▸ **WORK TO COMPLETE**:
Write out the stretch of lines below that begins at the line with "Could you please outline every instance of the man's short" and ends at the line with "Could you please outline every instance of the man's hand?", including both, exactly as given and nothing more.

▸ **PROVIDED MATERIAL**:
▼

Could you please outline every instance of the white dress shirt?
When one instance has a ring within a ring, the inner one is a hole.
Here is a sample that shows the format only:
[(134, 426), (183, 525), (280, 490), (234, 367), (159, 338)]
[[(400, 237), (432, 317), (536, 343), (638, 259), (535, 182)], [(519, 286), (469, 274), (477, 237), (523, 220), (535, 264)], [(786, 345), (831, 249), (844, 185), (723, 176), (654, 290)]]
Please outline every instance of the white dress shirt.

▲
▼

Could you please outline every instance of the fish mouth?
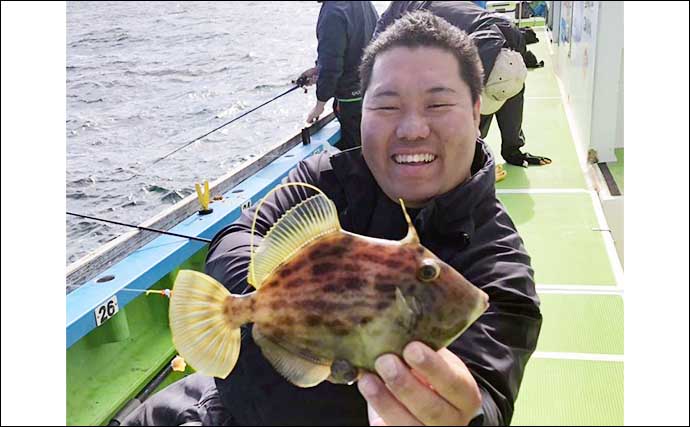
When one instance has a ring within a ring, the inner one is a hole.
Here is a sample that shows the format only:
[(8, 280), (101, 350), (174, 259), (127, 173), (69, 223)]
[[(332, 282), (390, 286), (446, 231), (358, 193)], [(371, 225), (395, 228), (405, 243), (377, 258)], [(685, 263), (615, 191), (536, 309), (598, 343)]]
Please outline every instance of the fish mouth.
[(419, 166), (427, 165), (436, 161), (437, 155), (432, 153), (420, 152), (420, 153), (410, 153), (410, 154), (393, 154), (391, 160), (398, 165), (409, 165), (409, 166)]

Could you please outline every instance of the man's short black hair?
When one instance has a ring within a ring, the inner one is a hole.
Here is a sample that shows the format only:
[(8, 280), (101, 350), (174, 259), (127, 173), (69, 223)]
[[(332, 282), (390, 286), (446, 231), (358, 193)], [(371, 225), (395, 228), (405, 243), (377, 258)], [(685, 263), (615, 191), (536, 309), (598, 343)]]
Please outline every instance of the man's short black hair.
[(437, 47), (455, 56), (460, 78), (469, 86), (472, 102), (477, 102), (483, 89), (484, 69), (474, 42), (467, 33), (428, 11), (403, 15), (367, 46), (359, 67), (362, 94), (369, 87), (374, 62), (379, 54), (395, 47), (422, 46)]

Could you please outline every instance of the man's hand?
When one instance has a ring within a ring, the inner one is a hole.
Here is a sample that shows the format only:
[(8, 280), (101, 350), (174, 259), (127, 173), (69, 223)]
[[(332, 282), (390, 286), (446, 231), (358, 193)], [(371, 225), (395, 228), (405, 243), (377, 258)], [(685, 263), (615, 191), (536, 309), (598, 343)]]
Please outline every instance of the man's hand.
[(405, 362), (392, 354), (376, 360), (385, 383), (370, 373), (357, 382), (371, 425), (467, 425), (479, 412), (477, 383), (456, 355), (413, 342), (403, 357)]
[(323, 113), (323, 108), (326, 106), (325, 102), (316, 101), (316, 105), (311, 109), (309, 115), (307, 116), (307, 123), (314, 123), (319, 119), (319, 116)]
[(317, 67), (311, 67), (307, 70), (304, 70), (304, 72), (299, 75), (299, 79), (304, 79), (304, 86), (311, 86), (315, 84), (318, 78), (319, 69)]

▲

▸ **ANSWER SECTION**:
Could you please outline every instance of the man's short black hair?
When one instance has a ring within a ring, the inner one is a hole.
Here is a sample that shows the format only:
[(8, 280), (101, 350), (174, 259), (127, 173), (69, 223)]
[[(332, 282), (390, 286), (446, 231), (358, 193)], [(371, 225), (395, 228), (405, 243), (377, 258)], [(685, 263), (615, 191), (536, 309), (598, 343)]]
Please outline every instance of the man's short black hair.
[(437, 47), (455, 56), (460, 78), (469, 86), (472, 102), (477, 102), (483, 89), (484, 69), (474, 42), (467, 33), (428, 11), (403, 15), (367, 46), (359, 67), (362, 94), (369, 87), (374, 62), (379, 54), (395, 47), (422, 46)]

Could you please outline every instance of the man's hand?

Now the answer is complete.